Find "For every instance of the green backdrop, put" in the data, then restate the line it sits in and every later line word for word, ending with the last line.

- [Object pointing dataset rows]:

[start]

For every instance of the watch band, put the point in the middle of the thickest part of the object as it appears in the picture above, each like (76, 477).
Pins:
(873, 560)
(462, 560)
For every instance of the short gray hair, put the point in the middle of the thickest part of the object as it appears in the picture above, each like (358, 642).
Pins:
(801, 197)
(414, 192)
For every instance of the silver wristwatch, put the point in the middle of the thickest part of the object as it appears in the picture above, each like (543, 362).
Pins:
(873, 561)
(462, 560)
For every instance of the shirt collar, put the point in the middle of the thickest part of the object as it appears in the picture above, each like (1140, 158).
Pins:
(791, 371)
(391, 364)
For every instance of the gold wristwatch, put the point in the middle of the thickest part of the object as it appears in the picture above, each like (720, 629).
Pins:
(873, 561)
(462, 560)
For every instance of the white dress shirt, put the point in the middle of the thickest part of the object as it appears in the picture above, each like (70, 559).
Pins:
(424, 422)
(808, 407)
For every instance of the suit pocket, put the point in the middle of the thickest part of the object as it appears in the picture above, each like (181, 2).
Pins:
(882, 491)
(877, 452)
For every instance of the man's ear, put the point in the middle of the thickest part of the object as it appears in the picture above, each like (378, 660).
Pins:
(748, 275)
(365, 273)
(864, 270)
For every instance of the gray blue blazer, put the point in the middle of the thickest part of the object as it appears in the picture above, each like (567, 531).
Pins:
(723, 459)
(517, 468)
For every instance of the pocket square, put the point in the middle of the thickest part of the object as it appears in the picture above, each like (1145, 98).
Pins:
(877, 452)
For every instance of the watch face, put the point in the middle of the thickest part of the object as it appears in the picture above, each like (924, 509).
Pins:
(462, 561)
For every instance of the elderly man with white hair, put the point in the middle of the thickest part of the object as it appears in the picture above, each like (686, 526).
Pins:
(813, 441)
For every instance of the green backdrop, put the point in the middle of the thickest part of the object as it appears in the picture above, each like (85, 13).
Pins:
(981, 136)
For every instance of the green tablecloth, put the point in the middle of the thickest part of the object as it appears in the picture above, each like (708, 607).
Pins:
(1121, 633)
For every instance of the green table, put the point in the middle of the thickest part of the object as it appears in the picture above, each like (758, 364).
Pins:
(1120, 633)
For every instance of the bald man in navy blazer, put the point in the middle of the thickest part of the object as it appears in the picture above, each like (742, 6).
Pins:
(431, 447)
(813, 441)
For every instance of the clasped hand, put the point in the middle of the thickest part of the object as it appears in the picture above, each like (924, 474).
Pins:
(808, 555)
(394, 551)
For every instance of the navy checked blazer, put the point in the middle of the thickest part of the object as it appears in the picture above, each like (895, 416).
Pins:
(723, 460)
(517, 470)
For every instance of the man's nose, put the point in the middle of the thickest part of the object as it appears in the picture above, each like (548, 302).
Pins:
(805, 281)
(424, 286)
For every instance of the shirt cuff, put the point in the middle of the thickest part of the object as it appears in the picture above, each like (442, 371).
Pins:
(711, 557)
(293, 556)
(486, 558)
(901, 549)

[end]

- [RIGHT ANSWER]:
For every instance of the green backdrop, put the point in the middle of the thickest part of the object as it appears in the picture above, each like (85, 13).
Pins:
(981, 136)
For every instance of the green tablecloth, put the point in the middle of the thickest part of the object as it appears in the picture above, each like (708, 607).
Pins:
(1121, 633)
For every instance of the green table, put the point in the middle of the thickest part of the object as it appears in the picture above, each like (758, 364).
Pins:
(1120, 633)
For every instance of the bald man in navy blazer, put the point in the middle of the thickest part of the object as it appears in the picture above, each like (742, 6).
Pins:
(431, 447)
(813, 441)
For every instance of the clasped hand, put the point in the middle of the thickest part of the object as it appears in the picture above, each like (924, 474).
Pins:
(808, 555)
(394, 551)
For every instance of the navy checked blazer, put the point in the middle of the thickest part of the object as it appears in the picture above, each like (895, 416).
Pins:
(723, 460)
(517, 470)
For every instance of the man's nose, put the point in the middle of the thickest part of the object as it appears in the picture above, each like (548, 302).
Pins:
(805, 281)
(424, 286)
For every instance of the shirt cuff, put the point in the middle of the thickest part of the object as it appears in the picture above, each like (442, 371).
Pins:
(711, 557)
(293, 556)
(486, 558)
(901, 549)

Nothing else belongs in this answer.